# Quoted passage
Yeah, exactly. And then ultimately we’re really interested in how can we get to the point where we’re operating 24/7 on clean energy at our data centers? So obviously a much more ambitious goal that we’re really just in the early stages of digging into, but as much as we want to celebrate this milestone we also feel like there’s a lot more work to do and we have a great team to carry that forward.

Jon Powers:

So for an audience note here, I am going to talk to Mike Terrell from Google at some point about the policy effort around this because it’s pretty amazing.

Kate Brandt:

That’s great.

Jon Powers:

Mike, if you’re listening, you don’t know this yet but you and I are talking about this. We were just on a panel together recently.

Kate Brandt:

That’s fabulous. Yeah, and Michael’s a crucial member of the Google team and has been at this for a long time and has done some really groundbreaking work in the policy space.

Jon Powers:

So let’s flip out of the pure energy piece and I want to talk broadly about sustainability because you guys have so much cool things going on. But before doing that, you talked about these ambitious sort of moonshot goals that Google has not only set but in many cases achieved. How does Google internalize the leadership at the company to achieve those goals? It’s one thing to say, we want to get this done, it’s another thing to actually achieve that moonshot.

Kate Brandt:

Yeah. I think the thing that I’ve found really powerful about joining this team, I’ve been at Google for a little over two years now, is just how much our value around sustainability and how much our focus on it has grown up inside of the company. That has truly been a focus for us since our founding. And I think what’s really powerful about that is that sustainability has grown up inside all of these different parts of our business. And as we have grown into an over 70,000 person global company we have dedicated sustainability teams that are embedded in the key parts of our business that are doing this work. So whether it’s on our real estate team, our data center team, our consumer hardware team, we have people that are focused on doing this work. And so when we set these goals I think we really want to be ambitious, but we also feel like we have the partnership with the business to really achieve them.

Kate Brandt:

So one of the goals that we set more recently that I think is also a moonshot that we’re actually really making some great progress on is to reach zero waste to landfill operations for our global data centers. So I mentioned 14 data centers around the world, this is kind of the core of our operations as a company. And we said, “We really want to do this in a way where we’re using a zero waste to landfill goal to really innovate how we think about materials, how we think about closing loops, designing waste out of our systems”. So we have made some really good progress towards reaching that goal already. We’re at 86% now and we have one data center and Pryor Oklahoma that’s gotten there. But this has been equally a really important journey for us and really connected to our focus on the circular economy and how we really change our relationship to natural resources.

Jon Powers:

Fascinating. I mean it’s interesting for folks that haven’t visited the site, you should go to environment.google, which sort of highlights a lot of the amazing stuff that you guys have going on. And hearing that you’ve got sustainability teams embedded across the different business lines, it’s helpful because when you look at environment.google you’re touching so many different spaces. Whether it be using data to track a illegal fishing, we’ve already talked about sort of a machine learning and data centers, obviously the renewable energy piece, but what’s going on in Google cafes with localized farming. I think I want to talk a little bit about the healthy building efforts and what’s happening within your own facilities, but then how you’re also sort of working to take some of that knowledge and share it across other sectors. What do you sort of see, because there’s so much happening there, what is your greatest challenge that are just implementing across such a broad strategy?

# Dataset extract
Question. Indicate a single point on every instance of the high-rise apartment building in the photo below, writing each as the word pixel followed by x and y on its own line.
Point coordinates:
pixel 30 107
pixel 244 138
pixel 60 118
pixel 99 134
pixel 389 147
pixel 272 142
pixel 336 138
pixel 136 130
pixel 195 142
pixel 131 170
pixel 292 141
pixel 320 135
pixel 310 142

# Work instructions
[A] In the interview transcript, how long does Kate Brandt say she has been at Google?
[B] Copy word for word the part of the interview transcript starting with "That’s great." and going on through "the policy space.".

# Written answers
[A] A little over two years.

[B]
That’s great.

Jon Powers:

Mike, if you’re listening, you don’t know this yet but you and I are talking about this. We were just on a panel together recently.

Kate Brandt:

That’s fabulous. Yeah, and Michael’s a crucial member of the Google team and has been at this for a long time and has done some really groundbreaking work in the policy space.